_Task description_
In the records below, locate the line containing "Expected: for every instance of the tree", then extract it and all following lines exactly, ending with the last line.

[Point localization data]
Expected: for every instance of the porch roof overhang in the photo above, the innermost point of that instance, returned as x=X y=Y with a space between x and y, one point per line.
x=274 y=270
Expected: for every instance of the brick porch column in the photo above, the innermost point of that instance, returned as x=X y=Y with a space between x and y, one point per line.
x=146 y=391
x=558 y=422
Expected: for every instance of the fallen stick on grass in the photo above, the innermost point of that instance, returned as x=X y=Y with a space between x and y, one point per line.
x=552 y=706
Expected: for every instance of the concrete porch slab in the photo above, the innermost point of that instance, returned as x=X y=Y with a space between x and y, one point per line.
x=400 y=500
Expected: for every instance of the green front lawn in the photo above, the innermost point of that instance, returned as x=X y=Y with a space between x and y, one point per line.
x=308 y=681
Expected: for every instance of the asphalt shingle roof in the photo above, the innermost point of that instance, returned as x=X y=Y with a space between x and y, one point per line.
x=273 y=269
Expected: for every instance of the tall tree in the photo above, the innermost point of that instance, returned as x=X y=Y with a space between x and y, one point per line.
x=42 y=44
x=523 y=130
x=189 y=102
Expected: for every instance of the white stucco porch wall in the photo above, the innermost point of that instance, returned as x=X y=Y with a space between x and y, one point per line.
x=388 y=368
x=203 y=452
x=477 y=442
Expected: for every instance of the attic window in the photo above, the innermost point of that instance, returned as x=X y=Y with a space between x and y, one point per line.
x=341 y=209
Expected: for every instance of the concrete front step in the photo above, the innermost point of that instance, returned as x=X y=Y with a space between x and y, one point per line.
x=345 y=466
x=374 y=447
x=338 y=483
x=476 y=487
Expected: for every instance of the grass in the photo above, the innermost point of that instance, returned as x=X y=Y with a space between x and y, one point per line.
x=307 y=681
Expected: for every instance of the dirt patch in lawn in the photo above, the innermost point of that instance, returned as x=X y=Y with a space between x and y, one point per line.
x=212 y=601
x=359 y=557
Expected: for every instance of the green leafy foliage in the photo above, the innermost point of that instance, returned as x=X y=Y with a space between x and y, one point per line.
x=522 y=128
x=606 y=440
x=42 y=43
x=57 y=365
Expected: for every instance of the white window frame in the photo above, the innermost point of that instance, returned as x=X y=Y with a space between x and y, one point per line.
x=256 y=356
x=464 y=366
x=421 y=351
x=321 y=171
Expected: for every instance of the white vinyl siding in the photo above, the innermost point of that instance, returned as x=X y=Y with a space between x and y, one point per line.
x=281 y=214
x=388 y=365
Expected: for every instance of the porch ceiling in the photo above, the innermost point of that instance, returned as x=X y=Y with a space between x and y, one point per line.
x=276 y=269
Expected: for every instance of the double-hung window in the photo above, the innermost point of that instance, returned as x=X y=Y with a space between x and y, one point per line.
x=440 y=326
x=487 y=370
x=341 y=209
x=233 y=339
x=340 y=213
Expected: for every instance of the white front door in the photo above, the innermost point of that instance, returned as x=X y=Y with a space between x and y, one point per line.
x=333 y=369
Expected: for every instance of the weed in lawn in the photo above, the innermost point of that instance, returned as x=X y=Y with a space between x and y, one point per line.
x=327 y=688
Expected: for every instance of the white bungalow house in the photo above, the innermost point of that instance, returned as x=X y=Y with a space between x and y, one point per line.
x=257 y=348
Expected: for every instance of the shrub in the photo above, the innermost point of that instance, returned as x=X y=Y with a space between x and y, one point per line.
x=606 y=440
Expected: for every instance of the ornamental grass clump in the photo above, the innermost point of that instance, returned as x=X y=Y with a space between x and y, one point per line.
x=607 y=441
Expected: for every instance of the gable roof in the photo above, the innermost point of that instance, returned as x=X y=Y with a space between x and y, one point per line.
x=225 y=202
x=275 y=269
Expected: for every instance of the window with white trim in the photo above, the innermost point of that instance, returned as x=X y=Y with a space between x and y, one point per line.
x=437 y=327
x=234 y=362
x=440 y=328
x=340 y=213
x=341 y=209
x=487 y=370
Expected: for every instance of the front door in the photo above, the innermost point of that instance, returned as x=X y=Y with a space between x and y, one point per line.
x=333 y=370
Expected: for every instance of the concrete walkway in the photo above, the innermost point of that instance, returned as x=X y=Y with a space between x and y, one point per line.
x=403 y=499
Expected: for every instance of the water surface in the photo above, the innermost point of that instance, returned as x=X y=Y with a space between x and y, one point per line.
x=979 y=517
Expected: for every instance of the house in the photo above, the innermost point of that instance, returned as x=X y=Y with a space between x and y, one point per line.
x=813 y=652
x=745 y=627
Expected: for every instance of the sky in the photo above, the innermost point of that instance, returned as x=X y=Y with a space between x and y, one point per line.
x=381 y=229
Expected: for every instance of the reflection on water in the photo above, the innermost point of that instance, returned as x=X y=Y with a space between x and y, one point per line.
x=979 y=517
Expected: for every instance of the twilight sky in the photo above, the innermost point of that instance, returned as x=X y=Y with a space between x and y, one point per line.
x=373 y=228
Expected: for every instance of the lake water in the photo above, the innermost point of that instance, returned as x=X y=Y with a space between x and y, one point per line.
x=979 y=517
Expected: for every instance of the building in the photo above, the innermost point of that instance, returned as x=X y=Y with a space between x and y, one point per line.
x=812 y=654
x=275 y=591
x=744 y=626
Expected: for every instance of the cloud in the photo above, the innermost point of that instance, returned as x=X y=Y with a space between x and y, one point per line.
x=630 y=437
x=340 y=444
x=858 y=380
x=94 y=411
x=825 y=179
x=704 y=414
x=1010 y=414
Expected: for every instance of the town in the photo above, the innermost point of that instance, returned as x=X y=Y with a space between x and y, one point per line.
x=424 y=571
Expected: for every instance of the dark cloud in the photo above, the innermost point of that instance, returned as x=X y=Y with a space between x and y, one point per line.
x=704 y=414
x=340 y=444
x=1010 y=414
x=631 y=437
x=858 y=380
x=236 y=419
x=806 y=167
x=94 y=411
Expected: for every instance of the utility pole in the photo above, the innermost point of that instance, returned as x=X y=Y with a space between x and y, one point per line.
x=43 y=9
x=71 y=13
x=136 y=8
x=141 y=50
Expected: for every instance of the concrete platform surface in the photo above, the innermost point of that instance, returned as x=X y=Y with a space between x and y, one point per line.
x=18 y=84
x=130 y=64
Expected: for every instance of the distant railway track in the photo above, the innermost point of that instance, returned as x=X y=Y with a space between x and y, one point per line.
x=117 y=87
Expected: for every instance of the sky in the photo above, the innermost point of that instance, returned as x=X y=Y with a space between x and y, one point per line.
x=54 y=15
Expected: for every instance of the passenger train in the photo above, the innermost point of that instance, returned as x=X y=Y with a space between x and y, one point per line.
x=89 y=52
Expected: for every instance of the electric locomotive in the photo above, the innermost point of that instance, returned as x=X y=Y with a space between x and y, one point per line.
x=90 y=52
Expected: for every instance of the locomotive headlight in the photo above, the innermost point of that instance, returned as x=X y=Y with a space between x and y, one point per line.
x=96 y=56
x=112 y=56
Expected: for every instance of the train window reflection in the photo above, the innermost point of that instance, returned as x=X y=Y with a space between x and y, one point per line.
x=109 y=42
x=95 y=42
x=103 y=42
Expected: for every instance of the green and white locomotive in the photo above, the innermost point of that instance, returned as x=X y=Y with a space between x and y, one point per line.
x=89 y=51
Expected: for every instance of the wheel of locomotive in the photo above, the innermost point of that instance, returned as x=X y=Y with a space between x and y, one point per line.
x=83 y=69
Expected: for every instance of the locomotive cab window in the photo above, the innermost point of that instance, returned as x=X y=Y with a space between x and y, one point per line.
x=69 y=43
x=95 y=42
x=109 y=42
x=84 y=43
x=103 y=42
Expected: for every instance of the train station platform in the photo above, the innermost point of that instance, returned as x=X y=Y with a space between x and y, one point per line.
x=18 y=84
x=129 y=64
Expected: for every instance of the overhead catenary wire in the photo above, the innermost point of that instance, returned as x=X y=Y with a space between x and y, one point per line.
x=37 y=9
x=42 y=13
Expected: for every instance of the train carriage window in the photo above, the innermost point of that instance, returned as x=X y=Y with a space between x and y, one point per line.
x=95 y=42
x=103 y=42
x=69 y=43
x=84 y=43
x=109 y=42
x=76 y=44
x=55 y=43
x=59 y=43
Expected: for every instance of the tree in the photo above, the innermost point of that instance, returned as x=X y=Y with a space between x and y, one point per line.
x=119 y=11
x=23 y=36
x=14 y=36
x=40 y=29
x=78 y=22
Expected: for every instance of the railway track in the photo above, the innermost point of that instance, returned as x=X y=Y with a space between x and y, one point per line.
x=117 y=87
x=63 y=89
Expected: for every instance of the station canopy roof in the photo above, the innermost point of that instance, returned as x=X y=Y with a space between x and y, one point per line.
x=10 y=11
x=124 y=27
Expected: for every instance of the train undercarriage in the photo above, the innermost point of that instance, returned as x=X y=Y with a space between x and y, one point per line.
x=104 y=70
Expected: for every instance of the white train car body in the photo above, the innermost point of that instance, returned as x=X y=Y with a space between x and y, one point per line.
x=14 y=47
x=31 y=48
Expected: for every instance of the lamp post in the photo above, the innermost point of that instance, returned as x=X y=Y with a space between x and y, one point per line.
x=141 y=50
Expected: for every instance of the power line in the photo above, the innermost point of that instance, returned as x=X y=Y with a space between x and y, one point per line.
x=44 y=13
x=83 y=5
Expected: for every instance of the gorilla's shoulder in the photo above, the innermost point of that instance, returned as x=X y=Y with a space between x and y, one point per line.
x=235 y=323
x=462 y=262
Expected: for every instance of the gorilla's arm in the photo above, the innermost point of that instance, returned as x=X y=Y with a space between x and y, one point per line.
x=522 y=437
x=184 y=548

_Solved problem_
Expected: for every instance of the tree in the photo above, the innermost point of that instance, returned as x=X y=Y with a space between x and y, one point per line.
x=119 y=11
x=23 y=36
x=14 y=36
x=40 y=29
x=78 y=22
Expected: for every instance of the railway track in the photo above, the innermost point of that instance, returned as x=X y=Y with a space between x and y, one point per line.
x=117 y=87
x=63 y=89
Expected: for every instance of the station canopy roof in the photo above, the innermost point of that instance, returned as x=X y=Y with a space between x and y, one point per line.
x=10 y=11
x=124 y=27
Expected: for every instance of the train undercarriage in the photo above, the innermost point of that instance, returned as x=X y=Y with a space between x and y, one point per line.
x=104 y=70
Expected: for every instance of the white train car body in the photo above, the innermost point of that instance, returned as x=X y=Y with a space between x and y, one point per line.
x=14 y=47
x=31 y=48
Expected: for every instance of the lamp post in the photo above, the innermost point of that instance, returned as x=X y=Y with a space between x and y, one point per line.
x=141 y=50
Expected: for every instance of the power line in the photo above, the innermost point of that instance, returned as x=X y=Y with a space between x and y, one point per line.
x=44 y=13
x=83 y=5
Expected: for every instance of the gorilla's shoulder in the photo above, the innermost point of that instance, returned as x=X y=Y with a space between x and y, one point per line.
x=235 y=323
x=462 y=262
Expected: for every instance of the gorilla's arm in the photo above, the innermost point of that instance, returned as x=X y=Y with a space between x and y, one point per line.
x=522 y=437
x=184 y=548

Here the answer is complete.